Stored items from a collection
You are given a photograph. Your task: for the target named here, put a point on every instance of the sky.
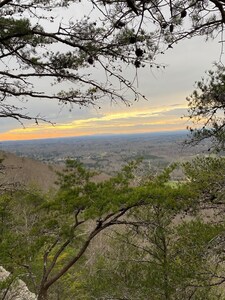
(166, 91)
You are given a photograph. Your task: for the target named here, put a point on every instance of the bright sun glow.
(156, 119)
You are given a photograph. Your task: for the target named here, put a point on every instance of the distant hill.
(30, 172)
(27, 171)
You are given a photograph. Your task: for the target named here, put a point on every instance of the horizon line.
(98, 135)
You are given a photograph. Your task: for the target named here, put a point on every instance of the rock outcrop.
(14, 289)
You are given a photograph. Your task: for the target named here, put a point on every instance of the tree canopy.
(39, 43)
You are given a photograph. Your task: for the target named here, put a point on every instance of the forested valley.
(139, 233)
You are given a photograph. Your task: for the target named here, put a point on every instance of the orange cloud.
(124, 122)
...
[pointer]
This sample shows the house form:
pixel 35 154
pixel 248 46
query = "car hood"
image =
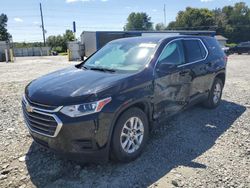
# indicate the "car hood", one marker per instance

▶ TASK PROMPT: Search the records for the word "hood" and copy every line where it occurs.

▶ TASK SOLUTION:
query = "car hood"
# indicate the "car hood", one marker per instance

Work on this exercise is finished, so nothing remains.